Problem statement: State how many lines of the records contain the string "below", and give no other information.
[[ Entries shown open ]]
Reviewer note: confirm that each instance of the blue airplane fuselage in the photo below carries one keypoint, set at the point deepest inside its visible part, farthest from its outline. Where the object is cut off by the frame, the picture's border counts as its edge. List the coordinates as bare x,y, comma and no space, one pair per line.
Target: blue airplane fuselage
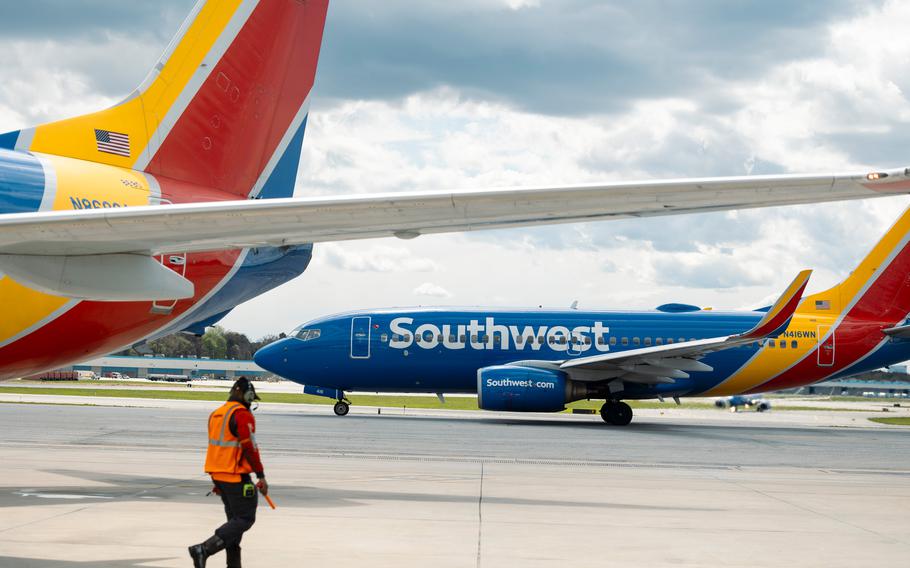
441,350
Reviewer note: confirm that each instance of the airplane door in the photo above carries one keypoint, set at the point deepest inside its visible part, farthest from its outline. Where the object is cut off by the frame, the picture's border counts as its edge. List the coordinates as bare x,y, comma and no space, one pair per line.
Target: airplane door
575,346
360,338
826,347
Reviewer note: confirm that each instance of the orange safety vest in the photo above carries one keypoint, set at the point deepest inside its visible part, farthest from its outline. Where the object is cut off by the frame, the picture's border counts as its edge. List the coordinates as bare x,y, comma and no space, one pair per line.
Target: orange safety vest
224,459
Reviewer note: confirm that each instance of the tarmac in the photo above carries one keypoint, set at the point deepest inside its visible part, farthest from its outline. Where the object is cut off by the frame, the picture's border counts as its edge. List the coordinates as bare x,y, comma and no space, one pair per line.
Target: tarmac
110,486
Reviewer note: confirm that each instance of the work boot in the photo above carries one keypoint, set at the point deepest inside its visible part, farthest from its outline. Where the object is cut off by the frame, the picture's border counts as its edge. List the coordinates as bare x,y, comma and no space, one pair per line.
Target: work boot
233,554
200,552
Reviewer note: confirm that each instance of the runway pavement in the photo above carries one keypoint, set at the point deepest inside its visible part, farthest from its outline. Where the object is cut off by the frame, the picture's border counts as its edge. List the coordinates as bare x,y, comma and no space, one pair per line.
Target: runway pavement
107,486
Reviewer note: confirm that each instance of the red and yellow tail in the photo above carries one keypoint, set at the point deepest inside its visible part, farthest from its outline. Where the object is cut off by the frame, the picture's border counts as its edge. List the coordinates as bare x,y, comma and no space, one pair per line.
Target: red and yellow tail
223,106
840,327
878,290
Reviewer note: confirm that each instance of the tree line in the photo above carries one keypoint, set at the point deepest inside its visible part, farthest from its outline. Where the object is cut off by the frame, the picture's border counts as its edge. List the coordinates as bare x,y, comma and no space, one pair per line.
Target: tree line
216,343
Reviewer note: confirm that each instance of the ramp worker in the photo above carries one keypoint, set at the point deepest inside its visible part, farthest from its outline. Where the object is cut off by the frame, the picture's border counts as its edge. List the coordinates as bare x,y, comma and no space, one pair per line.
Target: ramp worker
231,457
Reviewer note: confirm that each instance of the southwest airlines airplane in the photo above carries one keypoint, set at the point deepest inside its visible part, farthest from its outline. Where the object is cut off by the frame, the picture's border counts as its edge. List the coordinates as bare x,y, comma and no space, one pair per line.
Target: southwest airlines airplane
539,360
164,212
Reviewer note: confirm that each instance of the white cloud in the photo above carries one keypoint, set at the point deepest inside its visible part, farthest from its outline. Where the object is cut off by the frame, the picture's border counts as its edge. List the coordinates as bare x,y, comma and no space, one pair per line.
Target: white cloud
432,290
846,108
377,258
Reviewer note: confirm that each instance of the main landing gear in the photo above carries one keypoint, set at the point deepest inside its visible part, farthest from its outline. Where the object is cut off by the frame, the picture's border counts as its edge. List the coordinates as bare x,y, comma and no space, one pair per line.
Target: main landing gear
616,412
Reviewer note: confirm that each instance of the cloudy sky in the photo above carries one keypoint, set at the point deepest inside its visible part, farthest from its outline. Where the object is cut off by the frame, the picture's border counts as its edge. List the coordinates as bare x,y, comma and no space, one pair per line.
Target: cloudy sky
437,95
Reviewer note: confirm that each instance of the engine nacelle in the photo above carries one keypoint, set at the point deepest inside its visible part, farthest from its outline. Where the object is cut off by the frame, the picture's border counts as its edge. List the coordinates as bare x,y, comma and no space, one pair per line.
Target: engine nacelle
526,389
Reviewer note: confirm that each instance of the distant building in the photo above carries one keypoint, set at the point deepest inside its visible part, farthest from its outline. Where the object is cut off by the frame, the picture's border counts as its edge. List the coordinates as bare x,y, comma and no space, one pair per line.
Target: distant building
142,367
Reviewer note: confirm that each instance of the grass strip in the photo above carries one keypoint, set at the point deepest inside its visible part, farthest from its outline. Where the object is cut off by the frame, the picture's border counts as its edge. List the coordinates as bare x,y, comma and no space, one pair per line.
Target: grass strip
389,401
895,421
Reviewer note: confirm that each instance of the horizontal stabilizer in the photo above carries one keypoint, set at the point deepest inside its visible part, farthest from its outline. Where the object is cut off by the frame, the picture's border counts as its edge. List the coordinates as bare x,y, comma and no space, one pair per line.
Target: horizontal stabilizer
674,361
900,332
102,278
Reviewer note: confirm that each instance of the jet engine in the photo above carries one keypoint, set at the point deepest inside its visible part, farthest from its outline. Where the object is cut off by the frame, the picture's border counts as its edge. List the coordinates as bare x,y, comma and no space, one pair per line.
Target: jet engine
527,389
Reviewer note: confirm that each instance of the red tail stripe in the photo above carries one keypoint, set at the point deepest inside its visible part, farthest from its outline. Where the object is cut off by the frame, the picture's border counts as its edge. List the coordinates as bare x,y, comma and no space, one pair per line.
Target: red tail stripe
234,124
781,318
884,304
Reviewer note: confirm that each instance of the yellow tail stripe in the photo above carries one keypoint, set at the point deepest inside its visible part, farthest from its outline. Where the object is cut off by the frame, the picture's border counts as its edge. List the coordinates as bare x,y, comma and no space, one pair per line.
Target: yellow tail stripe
815,311
139,116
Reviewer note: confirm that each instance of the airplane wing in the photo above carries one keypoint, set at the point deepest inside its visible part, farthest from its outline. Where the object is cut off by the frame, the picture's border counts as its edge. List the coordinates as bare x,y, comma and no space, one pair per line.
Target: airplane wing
277,222
664,363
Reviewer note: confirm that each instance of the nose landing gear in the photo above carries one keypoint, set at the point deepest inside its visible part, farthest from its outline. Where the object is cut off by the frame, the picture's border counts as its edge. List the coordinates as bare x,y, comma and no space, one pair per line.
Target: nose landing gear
616,412
342,407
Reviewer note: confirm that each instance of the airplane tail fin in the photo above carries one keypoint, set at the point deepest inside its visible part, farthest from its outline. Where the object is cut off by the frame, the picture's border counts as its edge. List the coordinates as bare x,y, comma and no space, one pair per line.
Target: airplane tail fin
225,106
878,289
778,316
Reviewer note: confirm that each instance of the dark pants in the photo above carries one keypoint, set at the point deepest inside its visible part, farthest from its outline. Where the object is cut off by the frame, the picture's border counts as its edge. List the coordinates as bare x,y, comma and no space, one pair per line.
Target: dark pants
240,512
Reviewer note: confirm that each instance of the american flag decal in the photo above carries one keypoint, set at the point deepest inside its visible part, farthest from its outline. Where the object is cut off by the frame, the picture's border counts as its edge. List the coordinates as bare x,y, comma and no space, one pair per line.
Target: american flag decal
113,142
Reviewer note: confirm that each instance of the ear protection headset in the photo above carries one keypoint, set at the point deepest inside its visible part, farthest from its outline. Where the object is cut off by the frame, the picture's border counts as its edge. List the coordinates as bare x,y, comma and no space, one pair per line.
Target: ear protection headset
247,390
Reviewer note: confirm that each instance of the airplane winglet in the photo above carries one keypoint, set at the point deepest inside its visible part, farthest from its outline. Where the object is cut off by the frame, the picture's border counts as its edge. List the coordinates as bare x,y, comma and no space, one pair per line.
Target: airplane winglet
778,317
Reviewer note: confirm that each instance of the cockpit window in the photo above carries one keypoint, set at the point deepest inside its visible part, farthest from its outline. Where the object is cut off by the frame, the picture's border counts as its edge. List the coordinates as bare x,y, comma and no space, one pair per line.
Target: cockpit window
308,334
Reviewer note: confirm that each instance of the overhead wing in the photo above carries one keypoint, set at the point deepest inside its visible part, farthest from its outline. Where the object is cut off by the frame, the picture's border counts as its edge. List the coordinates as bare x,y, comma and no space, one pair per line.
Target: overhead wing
664,363
276,222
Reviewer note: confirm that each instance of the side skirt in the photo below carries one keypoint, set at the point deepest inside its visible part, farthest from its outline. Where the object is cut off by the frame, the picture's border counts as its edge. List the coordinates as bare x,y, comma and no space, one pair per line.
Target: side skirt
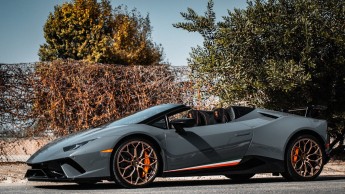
249,164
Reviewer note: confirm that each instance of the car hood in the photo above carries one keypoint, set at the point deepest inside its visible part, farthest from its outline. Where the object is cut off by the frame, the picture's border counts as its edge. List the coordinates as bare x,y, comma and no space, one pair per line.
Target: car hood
54,149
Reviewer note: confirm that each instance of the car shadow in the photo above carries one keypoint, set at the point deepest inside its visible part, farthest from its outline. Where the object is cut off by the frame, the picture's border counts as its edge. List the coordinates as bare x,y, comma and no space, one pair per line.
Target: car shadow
179,183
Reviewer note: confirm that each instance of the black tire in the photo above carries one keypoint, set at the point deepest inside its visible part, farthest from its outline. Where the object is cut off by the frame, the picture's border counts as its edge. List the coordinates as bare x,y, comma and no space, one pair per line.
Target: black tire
240,177
135,163
304,160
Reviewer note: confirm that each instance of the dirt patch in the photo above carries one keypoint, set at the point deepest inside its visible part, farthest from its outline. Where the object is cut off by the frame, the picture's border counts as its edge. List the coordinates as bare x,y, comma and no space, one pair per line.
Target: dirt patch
14,173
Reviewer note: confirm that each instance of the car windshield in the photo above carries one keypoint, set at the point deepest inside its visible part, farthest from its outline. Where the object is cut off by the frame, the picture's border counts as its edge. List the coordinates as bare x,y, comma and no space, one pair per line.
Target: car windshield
142,115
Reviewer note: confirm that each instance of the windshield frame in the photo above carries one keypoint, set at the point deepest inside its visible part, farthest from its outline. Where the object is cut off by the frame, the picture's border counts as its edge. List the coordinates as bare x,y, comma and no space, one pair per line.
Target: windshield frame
146,115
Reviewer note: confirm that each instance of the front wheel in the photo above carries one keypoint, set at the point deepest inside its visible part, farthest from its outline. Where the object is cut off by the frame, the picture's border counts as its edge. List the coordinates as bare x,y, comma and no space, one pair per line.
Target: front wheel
135,163
304,159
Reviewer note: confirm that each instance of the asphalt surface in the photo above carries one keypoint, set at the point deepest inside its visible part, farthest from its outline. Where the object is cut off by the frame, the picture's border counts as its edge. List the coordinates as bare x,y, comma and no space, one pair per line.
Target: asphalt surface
322,185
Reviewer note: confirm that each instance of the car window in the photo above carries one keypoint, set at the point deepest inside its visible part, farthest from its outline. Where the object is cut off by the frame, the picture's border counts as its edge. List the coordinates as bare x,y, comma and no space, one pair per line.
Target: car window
160,123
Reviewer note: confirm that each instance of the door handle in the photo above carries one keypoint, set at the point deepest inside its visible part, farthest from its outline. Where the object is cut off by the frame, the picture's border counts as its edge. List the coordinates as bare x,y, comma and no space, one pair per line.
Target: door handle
242,134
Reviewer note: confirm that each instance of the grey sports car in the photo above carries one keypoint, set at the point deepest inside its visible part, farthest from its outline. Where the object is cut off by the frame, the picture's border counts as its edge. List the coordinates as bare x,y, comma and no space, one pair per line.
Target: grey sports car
174,140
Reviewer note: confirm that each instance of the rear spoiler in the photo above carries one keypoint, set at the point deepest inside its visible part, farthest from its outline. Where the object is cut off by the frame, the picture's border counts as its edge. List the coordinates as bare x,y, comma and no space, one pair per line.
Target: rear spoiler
308,111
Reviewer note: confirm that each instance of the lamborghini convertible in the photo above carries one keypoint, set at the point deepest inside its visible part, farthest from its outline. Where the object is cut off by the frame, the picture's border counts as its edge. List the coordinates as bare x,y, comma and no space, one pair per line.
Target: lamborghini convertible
172,140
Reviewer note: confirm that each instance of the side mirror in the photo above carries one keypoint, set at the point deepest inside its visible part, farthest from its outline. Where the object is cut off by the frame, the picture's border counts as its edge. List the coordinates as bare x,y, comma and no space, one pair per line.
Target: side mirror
180,124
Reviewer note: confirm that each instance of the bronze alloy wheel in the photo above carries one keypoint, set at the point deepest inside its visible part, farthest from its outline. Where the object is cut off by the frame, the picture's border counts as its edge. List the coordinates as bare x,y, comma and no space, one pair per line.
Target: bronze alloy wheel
306,157
136,163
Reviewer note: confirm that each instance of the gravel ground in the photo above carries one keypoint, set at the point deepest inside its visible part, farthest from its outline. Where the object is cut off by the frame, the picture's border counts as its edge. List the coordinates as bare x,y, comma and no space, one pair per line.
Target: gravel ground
13,173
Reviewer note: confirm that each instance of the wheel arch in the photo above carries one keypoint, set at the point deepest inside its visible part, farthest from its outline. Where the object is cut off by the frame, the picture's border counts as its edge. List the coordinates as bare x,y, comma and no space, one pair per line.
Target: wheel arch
304,132
142,136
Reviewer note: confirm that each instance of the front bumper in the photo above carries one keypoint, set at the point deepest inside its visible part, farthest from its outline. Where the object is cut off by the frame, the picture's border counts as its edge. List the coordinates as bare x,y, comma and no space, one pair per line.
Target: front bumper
63,170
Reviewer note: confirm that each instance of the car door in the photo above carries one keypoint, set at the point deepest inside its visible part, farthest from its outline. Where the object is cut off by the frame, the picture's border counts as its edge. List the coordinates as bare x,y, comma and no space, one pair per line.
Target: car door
203,147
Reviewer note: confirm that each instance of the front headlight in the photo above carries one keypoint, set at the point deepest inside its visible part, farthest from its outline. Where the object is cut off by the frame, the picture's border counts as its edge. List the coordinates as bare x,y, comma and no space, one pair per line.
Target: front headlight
76,146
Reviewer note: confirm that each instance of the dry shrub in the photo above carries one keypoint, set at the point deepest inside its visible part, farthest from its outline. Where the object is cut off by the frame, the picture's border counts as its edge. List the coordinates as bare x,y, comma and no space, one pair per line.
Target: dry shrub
75,95
16,98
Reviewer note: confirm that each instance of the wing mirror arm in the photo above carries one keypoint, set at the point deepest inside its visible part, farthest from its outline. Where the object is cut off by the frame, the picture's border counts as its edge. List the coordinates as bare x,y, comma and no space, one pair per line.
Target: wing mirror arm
180,124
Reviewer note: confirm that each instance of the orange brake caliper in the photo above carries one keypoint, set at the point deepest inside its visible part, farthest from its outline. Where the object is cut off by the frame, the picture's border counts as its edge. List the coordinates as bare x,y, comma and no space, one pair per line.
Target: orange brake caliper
147,163
295,156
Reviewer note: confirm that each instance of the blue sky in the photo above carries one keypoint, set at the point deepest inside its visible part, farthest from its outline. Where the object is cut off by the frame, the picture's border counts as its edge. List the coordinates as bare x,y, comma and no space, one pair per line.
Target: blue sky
21,24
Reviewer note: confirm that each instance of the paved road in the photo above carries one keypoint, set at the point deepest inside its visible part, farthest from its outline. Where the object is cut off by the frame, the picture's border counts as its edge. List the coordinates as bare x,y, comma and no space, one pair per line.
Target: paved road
324,184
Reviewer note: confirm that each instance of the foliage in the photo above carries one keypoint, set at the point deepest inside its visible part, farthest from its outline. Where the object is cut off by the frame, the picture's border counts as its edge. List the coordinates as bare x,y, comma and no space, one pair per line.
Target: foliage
75,95
274,53
92,31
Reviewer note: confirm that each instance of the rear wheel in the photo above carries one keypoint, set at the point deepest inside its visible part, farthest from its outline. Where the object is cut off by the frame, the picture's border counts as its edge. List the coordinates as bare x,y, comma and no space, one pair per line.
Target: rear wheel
304,159
135,163
240,177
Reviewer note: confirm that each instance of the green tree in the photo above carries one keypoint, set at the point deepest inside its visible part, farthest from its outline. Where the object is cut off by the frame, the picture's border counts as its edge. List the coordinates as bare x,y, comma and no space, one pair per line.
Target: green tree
92,31
274,53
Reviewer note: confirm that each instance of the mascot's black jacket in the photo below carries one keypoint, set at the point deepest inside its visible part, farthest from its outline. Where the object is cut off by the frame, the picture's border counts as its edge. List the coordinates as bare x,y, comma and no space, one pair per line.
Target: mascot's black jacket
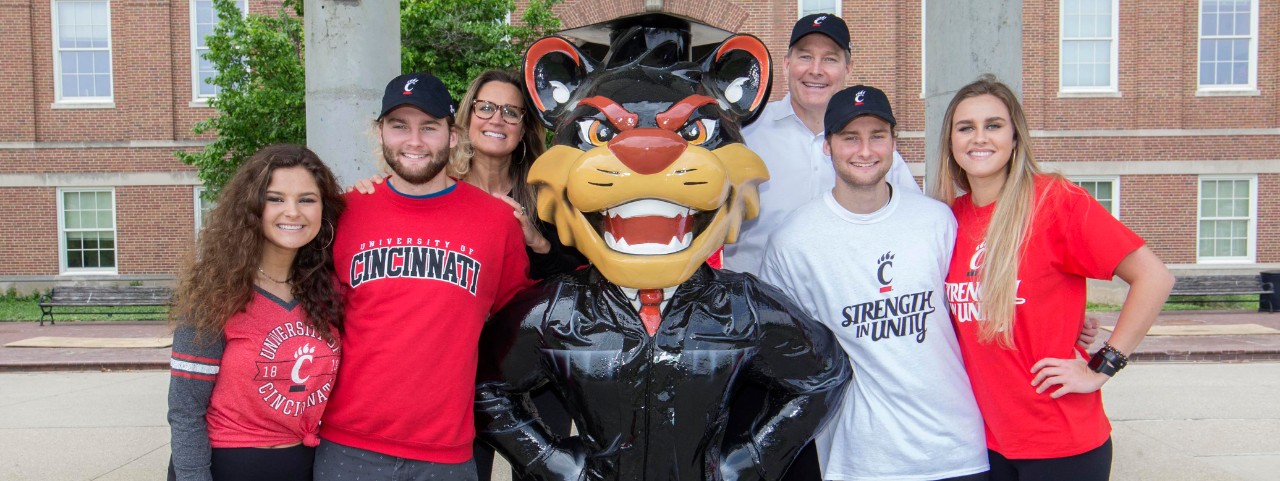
[[ Entries shown closed ]]
Written answer: 3